Document passage →
.....
Peter Kornowske Capgemini Financial Services 6400 Shafer Court, Ste 100 Rosemont, IL 60018 847-384-6161

         Because the ERISA requirements cited by plaintiffs fall on the plan administrator (except for the requirement under 29 U.S.C. § 1161 to provide COBRA continuation coverage, a duty owed by the "plan sponsor"), defendants say that plaintiffs have to name Kornowske. The wording of the document provided by defendants-assuming it is authoritative, an assumption the Court is not prepared to make at this point-is ambiguous enough to suggest that the plan administrator may be Kornowske alone or may be both Kornowske and Capgemini Financial Services, an entity that plaintiffs have named as a defendant. At some point, one assume, the ambiguity will be resolved. To avoid problems later, plaintiffs would be well advised to amend their complaint to include Kornowske as a defendant.
.....
Dataset →
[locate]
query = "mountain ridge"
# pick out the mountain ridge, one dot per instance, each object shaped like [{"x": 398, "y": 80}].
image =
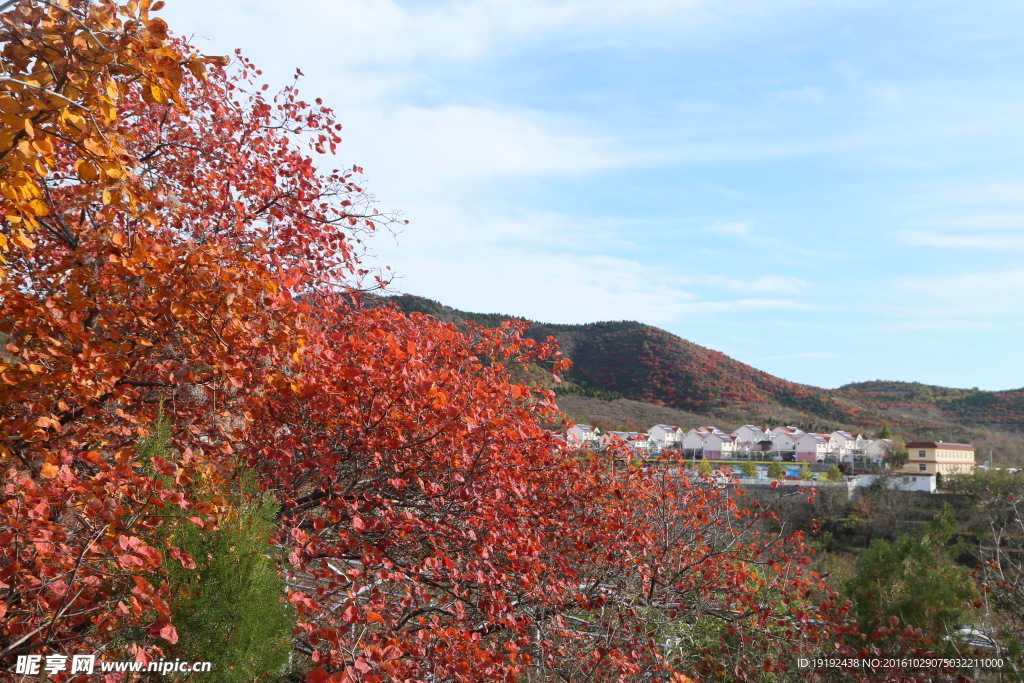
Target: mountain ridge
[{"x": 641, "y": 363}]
.....
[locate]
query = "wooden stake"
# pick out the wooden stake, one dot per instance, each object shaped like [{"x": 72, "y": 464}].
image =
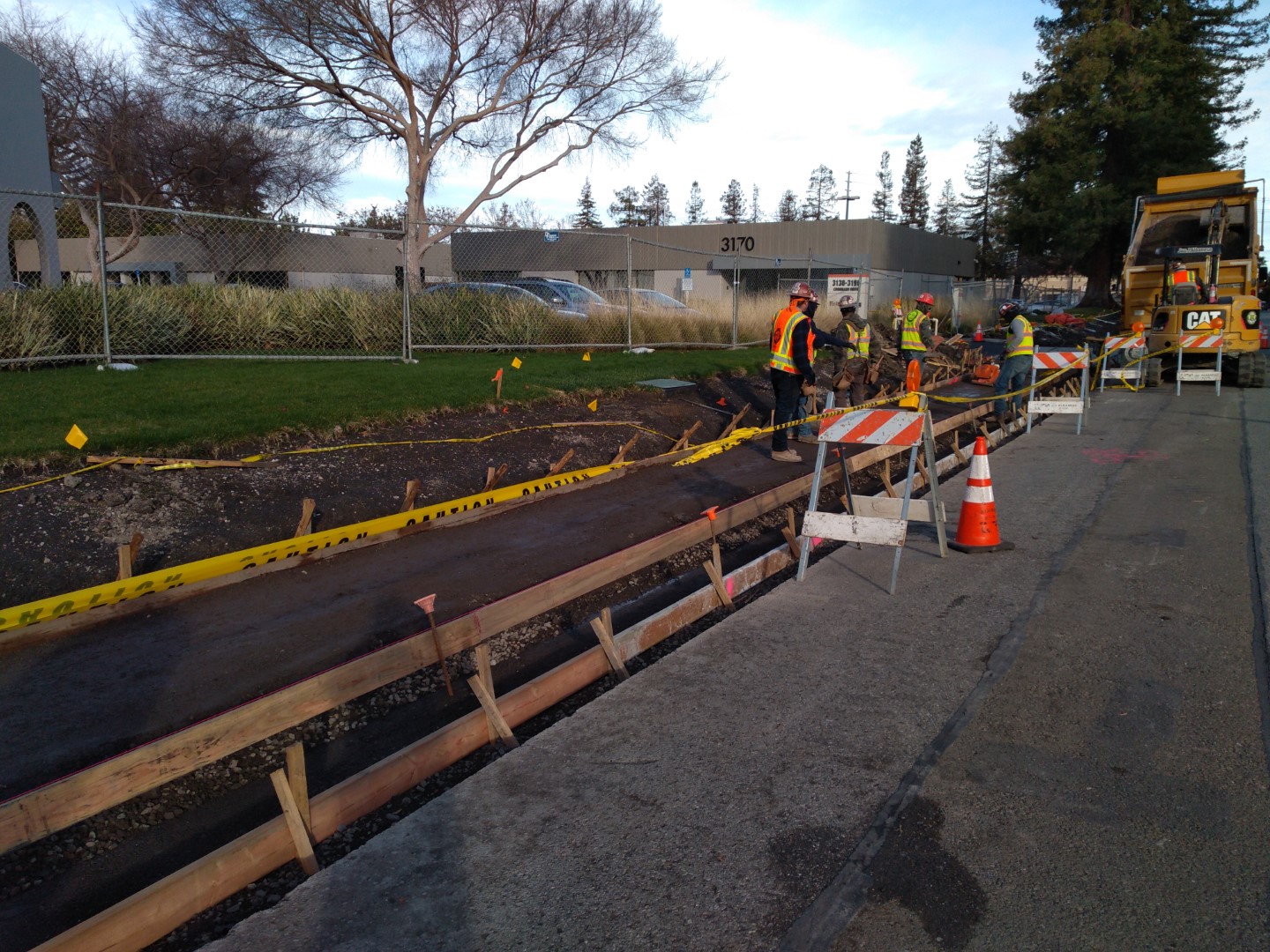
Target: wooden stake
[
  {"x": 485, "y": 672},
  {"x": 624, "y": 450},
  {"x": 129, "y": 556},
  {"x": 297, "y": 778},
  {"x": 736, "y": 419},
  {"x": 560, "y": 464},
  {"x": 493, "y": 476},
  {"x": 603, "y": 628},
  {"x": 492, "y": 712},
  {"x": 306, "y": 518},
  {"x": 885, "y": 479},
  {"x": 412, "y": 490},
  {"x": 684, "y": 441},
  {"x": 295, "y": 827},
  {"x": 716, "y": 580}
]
.....
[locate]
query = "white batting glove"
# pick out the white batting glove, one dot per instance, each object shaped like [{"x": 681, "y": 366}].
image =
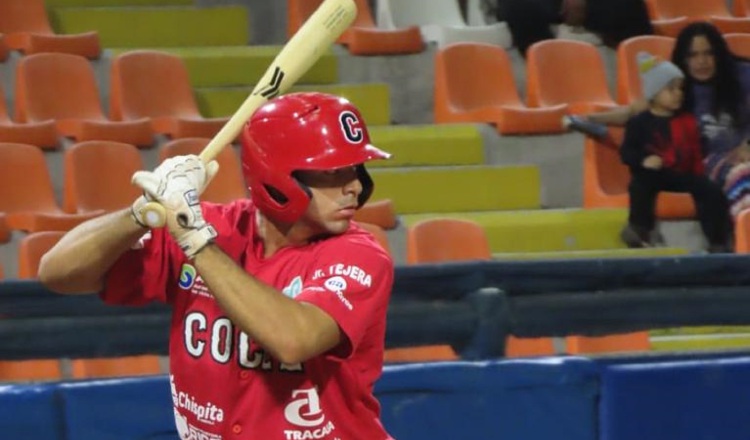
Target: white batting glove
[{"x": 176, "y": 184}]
.....
Parts of the exercise →
**a)** In the court opinion excerpt, which duty is said to be owed by the "plan sponsor" rather than the plan administrator?
**b)** Write the next part of the court opinion excerpt, picking up after its final sentence.

Answers given →
**a)** The requirement under 29 U.S.C. § 1161 to provide COBRA continuation coverage.

**b)**
         3. With regard to counts 1 through 4, defendants also argue that "procedural" violations of ERISA like those alleged entitle a plaintiff to monetary relief only if the plaintiff can show bad faith, active concealment, or prejudice. That does not appear to be accurate. Gomez v. St. Vincent Health, Inc., 649 F.3d 583 (7th Cir. 2011), which defendants themselves cite, appears to treat these as factors to be considered in deciding whether to impose penalties, not prerequisites for stating a claim in the first instance. See Id . at 589-90.[1] But plaintiffs should consider, if they seek to amend their complaint, whether they can and should allege bad faith, concealment, and/or prejudice-which they have not alleged in the current version of their complaint.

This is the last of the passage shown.